_PASSAGE FOR REVIEW_

════════════════

The architecture of the portions of the building opened in 1998 and 2000 reinterpret the many historic German buildings found in downtown Milwaukee. Along with art-as-design features, the John J. Burke Family Collection is scattered throughout the interior. On the Vel R. Phillips Ave side of the center is an outdoor reliquary garden named City Yard. Created by artist Sheila Klein, it contains many iconic items from Milwaukee's DPW such as fire hydrants and the classic blue police call box. Within this area are planters containing ginkgo trees and a large monument with four limestone lion heads set in relief. These architectural elements were salvaged from the AT&T building that once stood nearby. The expansion that opened in 2024 differs architecturally, featuring a glassy and modern design.

These initial segments of the building contained 188695 sqft of contiguous exhibit space along with a 37506 sqft ballroom. The expansion that was opened in 2024 provided an additional 111000 sqft giving the convention center's approximately 300000 sqft of exhibition space.

════════════════

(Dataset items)
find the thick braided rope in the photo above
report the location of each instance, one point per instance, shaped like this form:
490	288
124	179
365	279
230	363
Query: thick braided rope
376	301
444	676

════════════════

_EXERCISE_
Extend the passage on the Milwaukee convention center, starting right after its last sentence about total exhibition space. These rows are separate material and have nothing to do with the passage on the Milwaukee convention center.

_ANSWER SECTION_
=== Art ===
Artist Vito Acconci created an indoor-outdoor sculpture titled Walkways Through the Wall. Designed to integrate private and public space, these curled terra cotta colored concrete strips flow through structural boundaries and provide seating at both ends.

Art was incorporated early in the design stage; the Hilton's skywalk entrance foyer floor features a green floor mosaic in the shape of Wisconsin, with Michigan depicted in gold, Minnesota in pink, Iowa in red, and Illinois in gray. Region inlays represent area industries and dairy cows. A half-dozen flush bronze containers contain different soil types.

From the venue's opening until 2023, the southwest corner held an interactive art installation by Dick Blau titled "Polka Time!". Also known as the "polkalator", it consisted of an escalator with 22 photos of polka dances on the wall, and a button labeled "Push to Play Polka" that played a random selection from 200 songs. Most of the photos were taken at a 1976 party in Milwaukee celebrating the United States Bicentennial. In 2021, the venue suggested the removal of a photo with a man sticking out his tongue, but Blau refused because he considered the artwork a fixed set. The installation was removed on August 18, 2023, during the building's expansion project. Blau led an event to document the escalator on its last day. The Baird Center returned the artwork to Blau, who said it would be difficult to find a new venue for it.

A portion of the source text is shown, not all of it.